>>>>>
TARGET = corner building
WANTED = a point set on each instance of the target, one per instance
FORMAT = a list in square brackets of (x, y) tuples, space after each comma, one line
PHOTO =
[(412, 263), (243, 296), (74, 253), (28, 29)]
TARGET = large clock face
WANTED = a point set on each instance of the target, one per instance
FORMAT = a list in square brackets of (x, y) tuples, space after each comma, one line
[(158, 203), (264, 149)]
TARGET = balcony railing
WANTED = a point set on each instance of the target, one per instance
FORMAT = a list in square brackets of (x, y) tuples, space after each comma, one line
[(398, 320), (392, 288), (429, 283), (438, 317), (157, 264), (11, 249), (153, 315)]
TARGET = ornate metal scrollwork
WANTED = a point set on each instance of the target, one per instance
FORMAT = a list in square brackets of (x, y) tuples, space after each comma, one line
<<<<<
ASSIGNED TASK: Your task is to transcribe all of the entries word for word.

REPLY:
TARGET = corner building
WANTED = a point set on each instance of the target, one per instance
FORMAT = a list in square brackets of (x, y) tuples, space after each comma, one line
PHOTO =
[(412, 263), (243, 296), (74, 253), (28, 29)]
TARGET = large clock face
WANTED = a point set on each instance of the target, one per instance
FORMAT = a list in square brackets of (x, y) tuples, space after each comma, one line
[(158, 203), (264, 149)]
TARGET = balcony railing
WANTED = a point set on each instance of the target, one per instance
FORMAT = a list in square brackets of (x, y) tuples, space after each comma, one line
[(398, 320), (392, 288), (429, 283), (438, 317), (157, 264), (11, 249), (153, 315)]
TARGET = ornate metal scrollwork
WANTED = a point set on each instance of the target, one per instance
FORMAT = a list in square brackets of (x, y) tuples, space after each comma, one line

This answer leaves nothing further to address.